▶ [Task requirements]
Pick out every line of the data below that contains the word "clicks" and copy those lines in their original order.
[Data shown Boundary: Start]
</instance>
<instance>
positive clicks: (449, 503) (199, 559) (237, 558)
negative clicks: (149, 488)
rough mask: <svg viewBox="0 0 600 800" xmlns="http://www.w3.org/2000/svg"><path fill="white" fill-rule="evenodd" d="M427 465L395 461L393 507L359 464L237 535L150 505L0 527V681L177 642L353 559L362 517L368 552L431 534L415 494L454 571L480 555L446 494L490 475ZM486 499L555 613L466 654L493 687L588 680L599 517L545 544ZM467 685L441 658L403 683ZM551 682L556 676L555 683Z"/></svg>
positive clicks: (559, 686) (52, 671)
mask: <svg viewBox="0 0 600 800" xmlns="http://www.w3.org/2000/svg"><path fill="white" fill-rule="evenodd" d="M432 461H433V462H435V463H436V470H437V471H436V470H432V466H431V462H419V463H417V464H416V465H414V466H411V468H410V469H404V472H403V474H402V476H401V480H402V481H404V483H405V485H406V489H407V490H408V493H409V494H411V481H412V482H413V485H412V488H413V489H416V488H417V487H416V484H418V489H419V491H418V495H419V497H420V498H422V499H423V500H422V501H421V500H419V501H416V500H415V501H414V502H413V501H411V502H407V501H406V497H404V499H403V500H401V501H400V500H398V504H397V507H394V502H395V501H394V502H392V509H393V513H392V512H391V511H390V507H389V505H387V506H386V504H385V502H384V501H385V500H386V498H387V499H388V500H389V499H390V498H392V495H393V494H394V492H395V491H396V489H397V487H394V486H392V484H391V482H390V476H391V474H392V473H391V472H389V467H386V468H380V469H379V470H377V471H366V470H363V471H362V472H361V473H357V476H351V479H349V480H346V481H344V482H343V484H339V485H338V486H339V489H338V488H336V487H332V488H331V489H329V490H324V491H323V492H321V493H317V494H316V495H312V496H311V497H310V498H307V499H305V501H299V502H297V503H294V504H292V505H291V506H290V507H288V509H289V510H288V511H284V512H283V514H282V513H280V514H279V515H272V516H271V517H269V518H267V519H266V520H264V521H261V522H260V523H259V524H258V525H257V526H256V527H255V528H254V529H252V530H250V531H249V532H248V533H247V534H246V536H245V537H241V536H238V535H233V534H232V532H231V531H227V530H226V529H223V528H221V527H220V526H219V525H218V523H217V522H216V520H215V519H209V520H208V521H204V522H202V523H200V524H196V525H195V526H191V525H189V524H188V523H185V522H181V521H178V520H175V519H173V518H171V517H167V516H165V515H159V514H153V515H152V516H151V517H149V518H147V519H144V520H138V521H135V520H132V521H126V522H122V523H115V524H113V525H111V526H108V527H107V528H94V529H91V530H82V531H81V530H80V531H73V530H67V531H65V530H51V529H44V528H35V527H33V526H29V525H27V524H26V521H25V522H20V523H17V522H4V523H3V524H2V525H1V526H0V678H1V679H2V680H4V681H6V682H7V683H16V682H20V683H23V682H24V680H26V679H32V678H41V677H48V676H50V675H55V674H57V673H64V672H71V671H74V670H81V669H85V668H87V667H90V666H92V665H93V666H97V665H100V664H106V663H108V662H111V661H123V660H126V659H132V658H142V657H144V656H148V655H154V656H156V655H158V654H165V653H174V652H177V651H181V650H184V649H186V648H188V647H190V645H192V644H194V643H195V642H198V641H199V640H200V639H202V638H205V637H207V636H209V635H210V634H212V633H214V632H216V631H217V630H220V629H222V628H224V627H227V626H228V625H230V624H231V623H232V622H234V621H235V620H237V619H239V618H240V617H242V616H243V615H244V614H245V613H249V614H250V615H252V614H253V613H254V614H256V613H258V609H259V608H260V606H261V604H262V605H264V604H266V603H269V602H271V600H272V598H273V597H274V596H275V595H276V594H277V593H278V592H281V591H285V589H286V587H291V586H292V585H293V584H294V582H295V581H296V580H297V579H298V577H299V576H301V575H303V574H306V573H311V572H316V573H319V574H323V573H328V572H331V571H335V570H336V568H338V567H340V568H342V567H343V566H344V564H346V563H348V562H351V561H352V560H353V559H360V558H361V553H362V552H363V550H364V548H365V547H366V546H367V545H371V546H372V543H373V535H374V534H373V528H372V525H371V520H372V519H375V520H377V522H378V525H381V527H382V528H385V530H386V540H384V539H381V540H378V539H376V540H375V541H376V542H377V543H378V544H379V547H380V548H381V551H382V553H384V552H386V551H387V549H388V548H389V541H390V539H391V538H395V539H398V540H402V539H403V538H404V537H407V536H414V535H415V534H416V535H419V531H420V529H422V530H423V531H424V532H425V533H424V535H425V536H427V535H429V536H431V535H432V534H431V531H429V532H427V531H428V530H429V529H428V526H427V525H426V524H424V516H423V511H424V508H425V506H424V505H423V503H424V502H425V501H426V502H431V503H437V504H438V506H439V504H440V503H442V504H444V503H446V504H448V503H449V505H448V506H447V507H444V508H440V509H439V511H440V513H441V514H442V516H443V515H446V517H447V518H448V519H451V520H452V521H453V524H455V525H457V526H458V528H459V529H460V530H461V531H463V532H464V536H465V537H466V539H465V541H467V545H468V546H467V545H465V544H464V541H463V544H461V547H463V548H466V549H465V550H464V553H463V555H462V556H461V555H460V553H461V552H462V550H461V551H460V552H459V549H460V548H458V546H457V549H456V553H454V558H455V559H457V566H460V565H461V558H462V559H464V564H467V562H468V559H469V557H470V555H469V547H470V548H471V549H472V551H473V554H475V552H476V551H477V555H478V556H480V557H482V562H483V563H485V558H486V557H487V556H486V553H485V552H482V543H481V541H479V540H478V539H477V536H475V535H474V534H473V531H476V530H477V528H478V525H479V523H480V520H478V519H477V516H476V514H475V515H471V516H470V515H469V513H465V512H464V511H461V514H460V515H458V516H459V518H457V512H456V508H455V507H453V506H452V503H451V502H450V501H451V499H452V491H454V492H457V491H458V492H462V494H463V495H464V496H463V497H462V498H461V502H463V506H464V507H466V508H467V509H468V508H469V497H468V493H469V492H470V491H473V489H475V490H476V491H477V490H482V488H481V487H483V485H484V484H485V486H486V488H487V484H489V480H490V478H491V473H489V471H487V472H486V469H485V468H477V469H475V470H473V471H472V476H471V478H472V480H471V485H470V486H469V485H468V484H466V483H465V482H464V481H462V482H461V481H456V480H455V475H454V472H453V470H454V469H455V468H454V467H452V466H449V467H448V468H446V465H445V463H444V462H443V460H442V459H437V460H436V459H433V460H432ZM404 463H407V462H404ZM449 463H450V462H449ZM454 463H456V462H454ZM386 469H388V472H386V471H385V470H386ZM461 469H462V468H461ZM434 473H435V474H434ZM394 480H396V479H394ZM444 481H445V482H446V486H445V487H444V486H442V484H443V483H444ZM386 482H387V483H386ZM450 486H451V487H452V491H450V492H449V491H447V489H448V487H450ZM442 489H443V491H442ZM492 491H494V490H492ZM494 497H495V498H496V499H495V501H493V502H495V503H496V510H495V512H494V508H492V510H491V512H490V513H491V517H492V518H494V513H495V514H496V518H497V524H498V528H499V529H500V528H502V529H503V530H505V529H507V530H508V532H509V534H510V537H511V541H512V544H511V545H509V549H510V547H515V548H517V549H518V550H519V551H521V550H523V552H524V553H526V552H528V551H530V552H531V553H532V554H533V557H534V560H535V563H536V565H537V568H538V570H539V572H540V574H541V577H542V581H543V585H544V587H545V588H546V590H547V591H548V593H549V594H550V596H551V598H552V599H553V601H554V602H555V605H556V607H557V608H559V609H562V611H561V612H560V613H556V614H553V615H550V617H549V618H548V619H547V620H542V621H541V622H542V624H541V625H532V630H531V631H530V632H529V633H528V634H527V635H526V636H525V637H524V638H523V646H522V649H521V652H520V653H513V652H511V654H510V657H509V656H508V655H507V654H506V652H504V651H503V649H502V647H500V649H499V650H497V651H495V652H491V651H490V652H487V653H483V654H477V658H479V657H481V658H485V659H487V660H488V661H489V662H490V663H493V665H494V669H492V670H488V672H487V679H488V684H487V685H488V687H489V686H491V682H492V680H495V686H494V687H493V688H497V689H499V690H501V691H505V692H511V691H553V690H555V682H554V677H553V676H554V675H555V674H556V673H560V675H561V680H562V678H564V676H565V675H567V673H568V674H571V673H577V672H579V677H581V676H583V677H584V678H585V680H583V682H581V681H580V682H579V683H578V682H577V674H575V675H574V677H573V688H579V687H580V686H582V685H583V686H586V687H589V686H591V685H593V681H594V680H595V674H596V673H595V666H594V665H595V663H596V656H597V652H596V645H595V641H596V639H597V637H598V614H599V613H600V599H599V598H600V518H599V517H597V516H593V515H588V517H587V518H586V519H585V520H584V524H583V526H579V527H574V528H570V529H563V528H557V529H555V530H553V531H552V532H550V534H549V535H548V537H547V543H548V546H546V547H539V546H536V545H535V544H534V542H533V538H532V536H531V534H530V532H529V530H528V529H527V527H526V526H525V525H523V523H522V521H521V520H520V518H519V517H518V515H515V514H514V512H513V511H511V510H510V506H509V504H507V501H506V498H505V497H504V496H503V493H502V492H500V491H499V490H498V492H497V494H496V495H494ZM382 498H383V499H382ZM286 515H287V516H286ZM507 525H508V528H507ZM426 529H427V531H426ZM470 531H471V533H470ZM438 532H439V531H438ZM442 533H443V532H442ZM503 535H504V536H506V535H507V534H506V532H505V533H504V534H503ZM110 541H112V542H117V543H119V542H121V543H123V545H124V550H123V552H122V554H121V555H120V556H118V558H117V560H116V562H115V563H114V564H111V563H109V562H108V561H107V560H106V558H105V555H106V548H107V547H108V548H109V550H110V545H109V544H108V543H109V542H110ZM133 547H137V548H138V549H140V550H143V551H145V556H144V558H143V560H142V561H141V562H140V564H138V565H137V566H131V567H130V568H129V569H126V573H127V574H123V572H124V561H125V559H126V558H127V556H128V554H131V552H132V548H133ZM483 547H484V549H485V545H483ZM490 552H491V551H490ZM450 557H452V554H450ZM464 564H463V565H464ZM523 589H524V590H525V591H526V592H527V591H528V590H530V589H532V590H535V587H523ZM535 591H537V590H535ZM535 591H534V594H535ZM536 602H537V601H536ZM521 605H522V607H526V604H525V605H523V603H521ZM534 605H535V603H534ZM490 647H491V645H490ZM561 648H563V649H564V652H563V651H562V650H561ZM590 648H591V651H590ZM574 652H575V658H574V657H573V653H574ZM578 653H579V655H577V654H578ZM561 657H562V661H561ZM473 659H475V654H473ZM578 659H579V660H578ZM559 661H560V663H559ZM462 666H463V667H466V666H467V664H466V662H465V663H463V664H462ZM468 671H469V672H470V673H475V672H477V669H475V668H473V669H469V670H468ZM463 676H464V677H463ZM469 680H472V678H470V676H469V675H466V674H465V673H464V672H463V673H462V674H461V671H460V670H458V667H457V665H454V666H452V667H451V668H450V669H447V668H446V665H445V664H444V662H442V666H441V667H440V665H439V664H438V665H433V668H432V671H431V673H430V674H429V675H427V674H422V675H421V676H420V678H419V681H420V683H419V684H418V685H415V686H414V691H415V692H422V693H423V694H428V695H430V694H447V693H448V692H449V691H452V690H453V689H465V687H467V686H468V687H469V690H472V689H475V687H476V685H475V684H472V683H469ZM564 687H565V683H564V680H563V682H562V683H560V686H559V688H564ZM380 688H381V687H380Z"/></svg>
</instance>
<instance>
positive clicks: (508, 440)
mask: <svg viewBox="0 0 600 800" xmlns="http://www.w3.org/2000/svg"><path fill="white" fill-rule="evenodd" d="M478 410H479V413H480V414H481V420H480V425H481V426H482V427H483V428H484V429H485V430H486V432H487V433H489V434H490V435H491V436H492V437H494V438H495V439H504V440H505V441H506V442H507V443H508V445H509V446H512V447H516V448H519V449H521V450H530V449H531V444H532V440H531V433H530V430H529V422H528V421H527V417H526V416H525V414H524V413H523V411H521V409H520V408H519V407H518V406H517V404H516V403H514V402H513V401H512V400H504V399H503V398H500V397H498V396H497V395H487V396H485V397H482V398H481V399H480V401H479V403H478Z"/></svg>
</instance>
[Data shown Boundary: End]
▶ [Solution to this task]
positive clicks: (449, 503) (199, 559) (237, 558)
negative clicks: (149, 488)
positive clicks: (559, 686) (52, 671)
positive clicks: (508, 440)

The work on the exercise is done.